- [INSTRUCCIÓN A]: Reproduce con exactitud el pasaje del texto sobre Palacio Nacional y la cultura que va desde "Visitamos entonces Palacio" hasta "desharían de ellos).".

### FRAGMENTO PARA LEER

Visitamos entonces Palacio Nacional. La experiencia fue memorable. Había acceso a zonas que, hasta donde recuerdo, antes estaban clausuradas para el público, y también espacios nuevos, como una magnífica galería, nombrada en memoria de Rafael Tovar y de Teresa, que en ese momento albergaba una soberbia exposición sobre el mundo mixteco. Delante de los murales de Diego Rivera desfilaba una pequeña multitud deslumbrada, y también por los pasillos, los patios… Además, asombrosamente, el trato del personal militar era muy cordial y comedido. Y lo mejor —para nosotros, digo— fue el descubrimiento del jardín botánico que hay en el corazón de Palacio, una suerte de maqueta que representa la flora de la República, de una belleza insospechable. (Había ahí varias decenas de gatos; leí hace poco que a los nuevos funcionarios ya no les pareció seguir teniéndolos ahí y que se desharían de ellos).
Bueno, pues todo aquello está suprimiéndose. Por la austeridad, se dice. Y se ven venir el abandono de los espacios o su reutilización (por ejemplo para oficinas). Pero algo hace sospechar que la razón de fondo tiene que ver con la decisión del Presidente de no sólo despachar ahí, sino también de vivir ahí: como conviene a la gloria que está seguro de tener.
J. I. Carranza
Mural, 4 de julio de 2019
-
Deber del Estado
Lo dicho: por absurdas o ridículas que hayan podido parecer al ser pronunciadas, las declaraciones de la senadora Jesusa Rodríguez contras las becas a la creación artística pronto tuvieron eco, y, al amplificar ese eco la agencia noticiosa del gobierno, quedó claro que se trata de una andanada en toda forma contra el aparato estatal que, hasta que dio comienzo la «transformación» en curso, venía apoyando el trabajo de los creadores en este país. Sí, lo dicho por la senadora sonaba irresponsable, o fruto de la ignorancia (y ni tanto, pues bien que ella se ha beneficiado de los apoyos estatales), pero el modo en que cobró forma el sentido de esas declaraciones (los artistas son privilegiados, son vividores, deberían desaparecer las becas, sólo sirven para alimentar parásitos), con acusaciones a sujetos concretos y ataques a su prestigio, y con absoluto desdén de sus obras, contará como indicio cuando nos preguntemos en qué momento esto se volvió irremediable.
El oficiante de Palacio Nacional, cuando su homilía fue importunada para que se pronunciara acerca del predicamento en que podrían estar los apoyos a la cultura, hizo lo que sabe: decir nada. Dijo que primero habría que ver qué se entiende por cultura, cosa que según él se refiere a lo que proviene de los pueblos originarios. Que no se haga: bien que sabe de qué se está hablando. Escurridizo y taimado, con sus borucas deja claro el poquísimo interés que tiene en el asunto y, más bien, su voluntad de que sus acólitos hagan con la cultura lo que les venga en gana. ¿Y qué van a hacer? Lo que ya han mostrado: arrasar con lo que hay. ¿Para poner qué? Quién sabe.

######
### REGISTROS PROPORCIONADOS

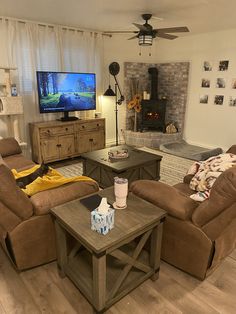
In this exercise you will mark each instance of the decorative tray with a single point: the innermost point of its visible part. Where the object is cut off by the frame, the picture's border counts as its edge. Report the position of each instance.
(118, 154)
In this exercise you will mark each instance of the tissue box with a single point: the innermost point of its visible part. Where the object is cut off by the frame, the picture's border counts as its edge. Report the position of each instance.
(102, 223)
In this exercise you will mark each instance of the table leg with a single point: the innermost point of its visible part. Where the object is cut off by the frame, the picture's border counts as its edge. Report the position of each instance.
(155, 250)
(99, 282)
(61, 246)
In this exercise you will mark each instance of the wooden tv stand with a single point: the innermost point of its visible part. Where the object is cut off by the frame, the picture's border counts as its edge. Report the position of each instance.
(57, 140)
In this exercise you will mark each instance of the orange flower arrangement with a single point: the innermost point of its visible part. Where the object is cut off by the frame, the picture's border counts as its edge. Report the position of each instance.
(135, 103)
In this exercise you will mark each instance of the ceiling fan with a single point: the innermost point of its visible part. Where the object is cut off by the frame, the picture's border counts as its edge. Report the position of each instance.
(146, 32)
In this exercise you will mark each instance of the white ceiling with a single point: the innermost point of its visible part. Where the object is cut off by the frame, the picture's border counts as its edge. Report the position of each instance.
(199, 15)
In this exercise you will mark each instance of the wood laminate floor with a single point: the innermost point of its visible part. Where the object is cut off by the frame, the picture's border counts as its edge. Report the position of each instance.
(41, 290)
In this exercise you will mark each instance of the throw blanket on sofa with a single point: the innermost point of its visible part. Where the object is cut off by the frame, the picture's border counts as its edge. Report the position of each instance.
(50, 180)
(206, 172)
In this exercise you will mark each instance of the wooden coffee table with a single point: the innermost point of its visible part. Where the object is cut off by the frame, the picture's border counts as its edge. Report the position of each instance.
(107, 267)
(139, 165)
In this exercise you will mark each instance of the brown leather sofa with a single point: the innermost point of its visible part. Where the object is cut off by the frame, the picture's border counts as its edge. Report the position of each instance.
(26, 227)
(197, 236)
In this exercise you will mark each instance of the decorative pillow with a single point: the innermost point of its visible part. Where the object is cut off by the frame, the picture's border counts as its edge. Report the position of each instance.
(12, 196)
(209, 170)
(194, 168)
(2, 162)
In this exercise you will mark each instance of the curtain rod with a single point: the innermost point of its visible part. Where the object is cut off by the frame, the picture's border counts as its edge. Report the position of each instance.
(64, 27)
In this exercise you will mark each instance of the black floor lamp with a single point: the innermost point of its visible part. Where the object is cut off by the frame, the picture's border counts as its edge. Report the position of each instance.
(114, 69)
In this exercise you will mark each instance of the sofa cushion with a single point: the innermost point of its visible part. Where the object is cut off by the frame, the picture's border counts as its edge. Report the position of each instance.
(232, 150)
(45, 200)
(12, 196)
(9, 146)
(164, 196)
(18, 162)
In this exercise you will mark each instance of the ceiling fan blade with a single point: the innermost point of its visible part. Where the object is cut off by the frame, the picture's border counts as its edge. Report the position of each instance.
(141, 27)
(133, 37)
(180, 29)
(166, 36)
(120, 32)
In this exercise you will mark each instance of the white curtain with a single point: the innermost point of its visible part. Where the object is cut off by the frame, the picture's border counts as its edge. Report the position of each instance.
(31, 47)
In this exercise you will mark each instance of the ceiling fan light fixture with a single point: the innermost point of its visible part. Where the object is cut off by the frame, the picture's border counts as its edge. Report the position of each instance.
(145, 40)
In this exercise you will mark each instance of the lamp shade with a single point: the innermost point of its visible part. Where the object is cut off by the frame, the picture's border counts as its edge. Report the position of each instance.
(109, 92)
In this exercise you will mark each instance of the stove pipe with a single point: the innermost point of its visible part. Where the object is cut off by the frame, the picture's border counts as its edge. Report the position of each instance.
(154, 83)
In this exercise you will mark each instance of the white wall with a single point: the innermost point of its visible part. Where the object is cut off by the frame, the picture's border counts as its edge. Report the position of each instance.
(207, 125)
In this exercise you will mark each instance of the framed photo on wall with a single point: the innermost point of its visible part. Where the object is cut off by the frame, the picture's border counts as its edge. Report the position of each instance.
(203, 99)
(223, 65)
(219, 99)
(206, 83)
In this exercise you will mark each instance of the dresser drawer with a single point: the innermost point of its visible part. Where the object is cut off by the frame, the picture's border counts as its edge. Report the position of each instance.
(59, 130)
(91, 126)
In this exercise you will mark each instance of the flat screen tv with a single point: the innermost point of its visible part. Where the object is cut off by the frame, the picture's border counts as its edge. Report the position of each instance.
(66, 92)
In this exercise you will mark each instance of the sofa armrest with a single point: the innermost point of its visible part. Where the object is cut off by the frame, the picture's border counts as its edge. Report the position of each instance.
(45, 200)
(188, 178)
(12, 196)
(9, 146)
(166, 197)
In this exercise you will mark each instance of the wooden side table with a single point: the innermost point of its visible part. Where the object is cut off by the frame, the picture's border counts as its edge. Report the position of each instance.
(106, 268)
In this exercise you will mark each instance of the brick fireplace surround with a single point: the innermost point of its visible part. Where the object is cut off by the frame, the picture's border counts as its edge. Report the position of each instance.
(172, 84)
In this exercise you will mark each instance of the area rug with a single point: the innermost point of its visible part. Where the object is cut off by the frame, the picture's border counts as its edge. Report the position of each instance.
(173, 168)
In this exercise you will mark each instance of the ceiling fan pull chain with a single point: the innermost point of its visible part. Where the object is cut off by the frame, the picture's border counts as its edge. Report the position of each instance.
(140, 51)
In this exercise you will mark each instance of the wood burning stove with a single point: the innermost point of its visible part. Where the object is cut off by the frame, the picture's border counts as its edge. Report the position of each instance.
(153, 110)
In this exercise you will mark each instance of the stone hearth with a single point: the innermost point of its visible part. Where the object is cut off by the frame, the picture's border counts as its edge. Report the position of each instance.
(150, 139)
(172, 84)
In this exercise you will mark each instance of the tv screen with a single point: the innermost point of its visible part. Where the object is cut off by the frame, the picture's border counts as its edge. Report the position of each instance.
(66, 91)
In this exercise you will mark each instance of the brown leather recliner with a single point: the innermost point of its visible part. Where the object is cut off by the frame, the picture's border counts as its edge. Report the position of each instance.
(196, 236)
(26, 227)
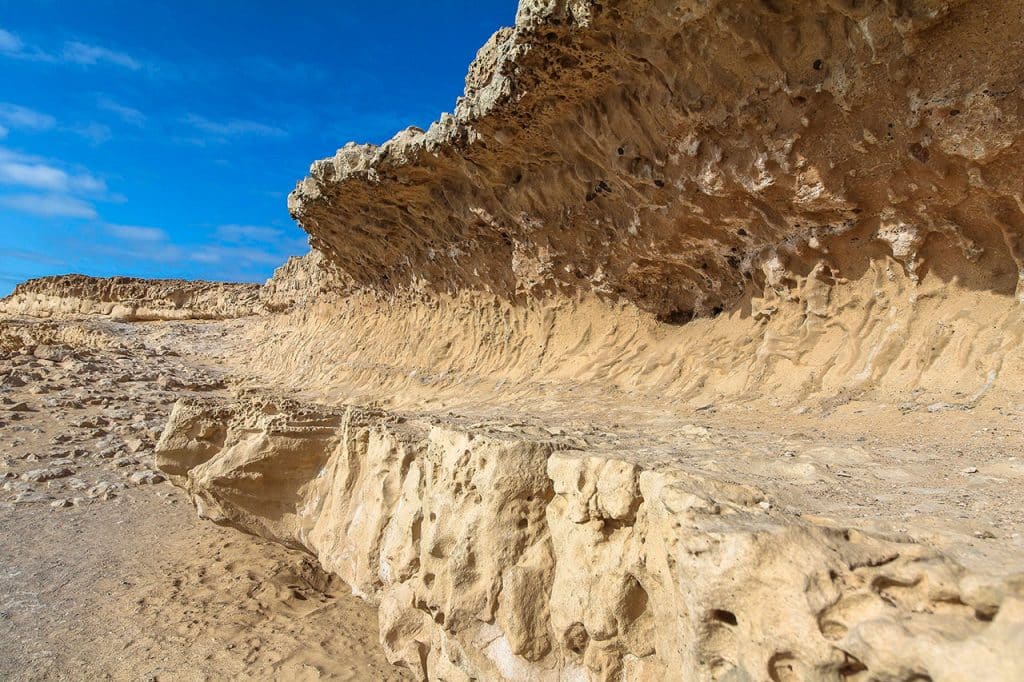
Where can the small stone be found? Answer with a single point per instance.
(42, 475)
(146, 478)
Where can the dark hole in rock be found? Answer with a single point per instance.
(678, 317)
(721, 615)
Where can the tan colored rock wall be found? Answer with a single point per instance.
(493, 556)
(130, 299)
(682, 156)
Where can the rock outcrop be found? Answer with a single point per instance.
(686, 156)
(129, 299)
(500, 556)
(655, 209)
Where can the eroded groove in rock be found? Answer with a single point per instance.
(681, 156)
(129, 299)
(640, 210)
(496, 556)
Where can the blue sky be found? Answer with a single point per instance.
(161, 138)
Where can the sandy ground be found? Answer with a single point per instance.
(108, 573)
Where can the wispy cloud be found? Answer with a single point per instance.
(90, 55)
(72, 52)
(232, 127)
(136, 233)
(96, 133)
(242, 233)
(9, 43)
(27, 171)
(236, 256)
(49, 206)
(127, 114)
(14, 116)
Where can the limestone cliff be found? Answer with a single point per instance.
(130, 299)
(822, 200)
(642, 211)
(496, 555)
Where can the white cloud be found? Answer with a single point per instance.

######

- [INSTRUCCIÓN B]: Transcribe sin ningún cambio únicamente las líneas de los registros que van desde la que contiene "Where can the blue" hasta el final de los registros, con ambos extremos incluidos.

- [RESPUESTA FINAL A]:
Visitamos entonces Palacio Nacional. La experiencia fue memorable. Había acceso a zonas que, hasta donde recuerdo, antes estaban clausuradas para el público, y también espacios nuevos, como una magnífica galería, nombrada en memoria de Rafael Tovar y de Teresa, que en ese momento albergaba una soberbia exposición sobre el mundo mixteco. Delante de los murales de Diego Rivera desfilaba una pequeña multitud deslumbrada, y también por los pasillos, los patios… Además, asombrosamente, el trato del personal militar era muy cordial y comedido. Y lo mejor —para nosotros, digo— fue el descubrimiento del jardín botánico que hay en el corazón de Palacio, una suerte de maqueta que representa la flora de la República, de una belleza insospechable. (Había ahí varias decenas de gatos; leí hace poco que a los nuevos funcionarios ya no les pareció seguir teniéndolos ahí y que se desharían de ellos).

- [RESPUESTA FINAL B]:
Where can the blue sky be found? Answer with a single point per instance.
(161, 138)
Where can the sandy ground be found? Answer with a single point per instance.
(108, 573)
Where can the wispy cloud be found? Answer with a single point per instance.
(90, 55)
(72, 52)
(232, 127)
(136, 233)
(96, 133)
(242, 233)
(9, 43)
(27, 171)
(236, 256)
(49, 206)
(127, 114)
(14, 116)
Where can the limestone cliff be found? Answer with a single point per instance.
(130, 299)
(822, 200)
(642, 211)
(496, 555)
Where can the white cloud be found? Answer with a single point per instance.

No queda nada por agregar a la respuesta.